===== SUPPLIED DATA

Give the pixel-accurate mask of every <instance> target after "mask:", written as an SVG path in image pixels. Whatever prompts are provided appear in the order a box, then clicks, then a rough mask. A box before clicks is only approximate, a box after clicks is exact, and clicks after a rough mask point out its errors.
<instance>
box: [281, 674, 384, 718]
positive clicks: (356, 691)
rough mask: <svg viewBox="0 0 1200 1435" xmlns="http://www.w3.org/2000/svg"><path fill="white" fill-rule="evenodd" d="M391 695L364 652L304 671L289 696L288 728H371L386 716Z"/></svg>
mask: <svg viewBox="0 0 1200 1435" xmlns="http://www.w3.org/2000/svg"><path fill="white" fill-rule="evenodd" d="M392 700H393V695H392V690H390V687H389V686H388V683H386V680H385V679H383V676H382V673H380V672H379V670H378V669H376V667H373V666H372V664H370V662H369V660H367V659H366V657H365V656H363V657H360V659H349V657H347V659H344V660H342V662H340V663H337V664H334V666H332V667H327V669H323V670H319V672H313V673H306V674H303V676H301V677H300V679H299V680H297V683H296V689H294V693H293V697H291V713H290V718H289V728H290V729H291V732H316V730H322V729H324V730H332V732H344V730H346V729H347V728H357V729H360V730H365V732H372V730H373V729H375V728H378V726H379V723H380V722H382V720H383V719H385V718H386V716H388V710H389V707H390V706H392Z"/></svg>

==========

> _BRIEF_:
Restate all the material above, keeping each word as it is.

> _TASK RESULT_:
Give the pixel-accurate mask of every <instance> target after "mask:", written as an SVG path in image pixels. Whatever prompts are provided appear in the order a box, then clicks, then a rough mask. A box before clicks is only approximate, a box after clicks is exact, and clicks after a rough mask point out its errors.
<instance>
box: [281, 674, 384, 718]
positive clicks: (356, 691)
rough mask: <svg viewBox="0 0 1200 1435" xmlns="http://www.w3.org/2000/svg"><path fill="white" fill-rule="evenodd" d="M391 695L364 652L304 671L289 696L288 728H371L386 716Z"/></svg>
mask: <svg viewBox="0 0 1200 1435" xmlns="http://www.w3.org/2000/svg"><path fill="white" fill-rule="evenodd" d="M392 700H393V695H392V690H390V687H389V686H388V683H386V680H385V679H383V676H382V673H380V672H379V670H378V669H376V667H373V666H372V664H370V662H369V660H367V659H366V657H365V656H363V657H360V659H349V657H347V659H344V660H342V662H340V663H337V664H334V666H332V667H327V669H323V670H319V672H313V673H306V674H303V676H301V677H300V679H299V680H297V683H296V689H294V693H293V697H291V713H290V718H289V728H290V729H291V732H316V730H322V729H324V730H332V732H344V730H346V729H347V728H357V729H360V730H365V732H372V730H373V729H375V728H378V726H379V723H380V722H382V720H383V719H385V718H386V716H388V710H389V707H390V706H392Z"/></svg>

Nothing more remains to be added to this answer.